++++ TEXT SECTION

Legislation was introduced in the House of Commons in August ''to make further provision for the destruction of rats and mice.''

The matter has doubtless its humorous side, but the scientist, the sanitarian expert, and the enlightened farmer will appreciate its serious side as they have done in Australia where the loss of wheat, stored in vast accumulations, must have run into many thousands of pounds during the past few years through the depredations of mice. We do not know what is the population of the Old Country in terms of rats and mice.

Fifty million rats are, however, said to be marked out for destruction. During the war period the rat appears to have been left comparatively in peace, everybody being too busy to attend to him, and he has thriven and multiplied accordingly.

Now the counties are appointing executive rat officers at from 200 to 300 a year, and paying from a penny to twopence for every rat-tail, the generous Isle of Wight scale even reaching threepence.

But the rat-hunting enthusiasm of one or two counties out of many is no doubt rightly regarded as futile as against the amazing fertility and the adaptability of the rodent.

++++++++
++++ PROVIDED MATERIAL

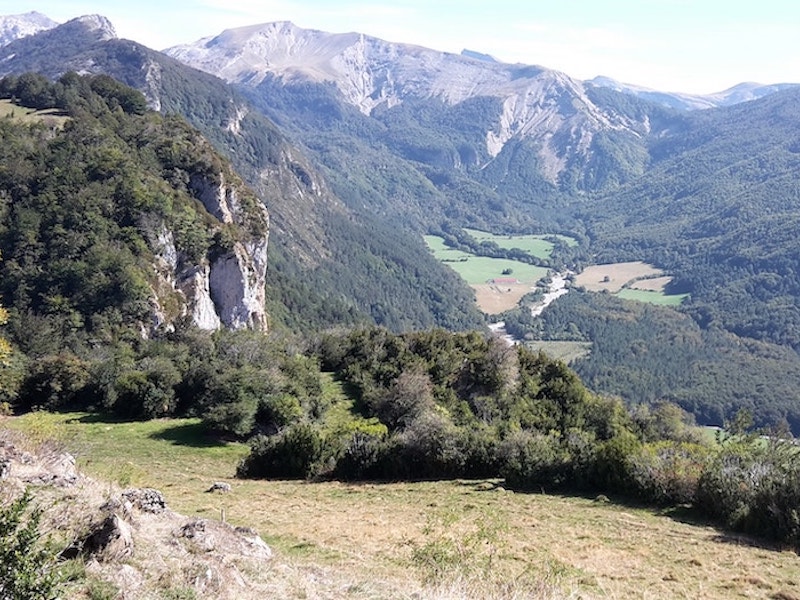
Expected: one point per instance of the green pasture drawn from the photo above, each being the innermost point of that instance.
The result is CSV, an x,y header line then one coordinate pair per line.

++++++++

> _EXERCISE TASK_: Reproduce word for word the portion of the passage on rat and mouse destruction above between "But the rat-hunting" and "of the rodent.", inclusive.

> _THE RESPONSE_:
But the rat-hunting enthusiasm of one or two counties out of many is no doubt rightly regarded as futile as against the amazing fertility and the adaptability of the rodent.